= TASK TO COMPLETE =
Please return the listing below word for word, leaving out the pictures.

[START OF ROWS]

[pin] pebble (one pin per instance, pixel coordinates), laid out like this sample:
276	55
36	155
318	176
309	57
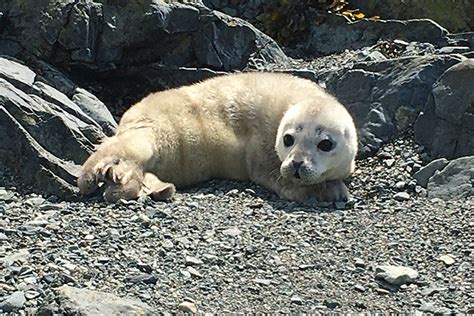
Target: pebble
6	195
13	302
142	278
194	272
447	259
359	287
295	299
396	275
401	196
432	290
234	231
428	307
35	201
400	185
192	261
188	307
389	162
359	263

[END OF ROWS]

= REPLY TO THE TASK =
[pin] pebble (one pin per instance, pixel coordinates), laid out like this sample:
276	55
36	155
318	176
309	57
Target: pebble
6	195
13	302
142	278
194	272
447	259
359	287
295	299
396	275
401	196
432	290
234	231
428	307
35	201
400	185
192	261
188	307
389	162
359	263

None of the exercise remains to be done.